Passage »
↓

Here, the first through third counterclaims met this standard, particularly since they alleged that "the operative facts are 'peculiarly within the knowledge of the party' alleged to have committed the fraud" (Bibbo v Arvanitakis, 145 AD3d at 659, quoting Jered Contr. Corp. v New York City Tr. Auth., 22 NY2d 187, 194 [1968]), and that it is "impossible at the early stages of the proceeding for the [defendants] to detail all the circumstances constituting the fraud" (Bibbo v Arvanitakis, 145 AD3d at 659). Under these circumstances, " 'the facts are sufficient to permit a reasonable inference of the alleged conduct' " and therefore satisfy CPLR 3016 (b) (Bibbo v Arvanitakis, 145 AD3d at 659, quoting Pludeman v Northern Leasing Sys., Inc., 10 NY3d at 492).

Finally, contrary to the plaintiff's contention, the defendants were not required to plead the violation of Debtor and Creditor Law § 273 with heightened particularity pursuant to CPLR 3016 (b) (see Gateway I Group, Inc. v Park Ave. Physicians, P.C., 62 AD3d 141, 149 [2009]). Mastro, A.P.J., Chambers, Brathwaite Nelson and Christopher, JJ., concur.

↑

Source information »
↓

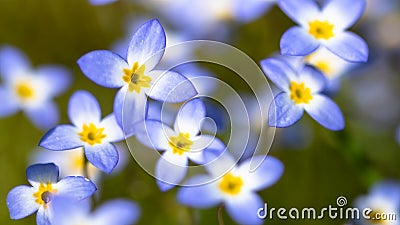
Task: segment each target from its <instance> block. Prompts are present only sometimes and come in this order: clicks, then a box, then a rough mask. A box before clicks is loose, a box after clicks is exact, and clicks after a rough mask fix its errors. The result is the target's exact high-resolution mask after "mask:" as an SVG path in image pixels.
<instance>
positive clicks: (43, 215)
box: [7, 163, 96, 225]
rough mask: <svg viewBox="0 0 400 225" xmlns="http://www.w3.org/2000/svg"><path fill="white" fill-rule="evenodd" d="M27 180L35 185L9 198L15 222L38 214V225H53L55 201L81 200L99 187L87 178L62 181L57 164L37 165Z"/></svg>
mask: <svg viewBox="0 0 400 225" xmlns="http://www.w3.org/2000/svg"><path fill="white" fill-rule="evenodd" d="M26 177H27V178H28V181H29V183H30V184H31V185H32V186H31V187H30V186H27V185H21V186H17V187H15V188H14V189H12V190H11V191H10V192H9V193H8V195H7V206H8V209H9V211H10V217H11V219H15V220H17V219H22V218H24V217H27V216H29V215H31V214H33V213H34V212H36V211H37V215H36V221H37V224H38V225H50V224H51V222H50V221H51V213H52V207H53V205H52V200H53V198H54V197H56V196H65V197H68V198H72V199H74V200H81V199H85V198H87V197H89V196H91V195H92V194H93V193H94V192H95V191H96V186H95V185H94V184H93V183H92V182H91V181H89V180H88V179H86V178H84V177H78V176H77V177H72V176H71V177H65V178H63V179H61V180H58V167H57V166H56V165H55V164H53V163H48V164H35V165H32V166H30V167H28V168H27V170H26Z"/></svg>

↑

Activity list »
A - Reproduce part of the court passage verbatim, beginning at the words "Finally, contrary to" and stopping after "Christopher, JJ., concur.".
B - In one to three sentences, explain why the court passage holds that the first through third counterclaims satisfied CPLR 3016 (b).

Exercise answers »
A -
Finally, contrary to the plaintiff's contention, the defendants were not required to plead the violation of Debtor and Creditor Law § 273 with heightened particularity pursuant to CPLR 3016 (b) (see Gateway I Group, Inc. v Park Ave. Physicians, P.C., 62 AD3d 141, 149 [2009]). Mastro, A.P.J., Chambers, Brathwaite Nelson and Christopher, JJ., concur.

B - The counterclaims alleged that the operative facts were peculiarly within the knowledge of the party alleged to have committed the fraud. They also alleged that the defendants could not detail all the circumstances of the fraud at the early stages of the proceeding. Under these circumstances, the facts were sufficient to permit a reasonable inference of the alleged conduct.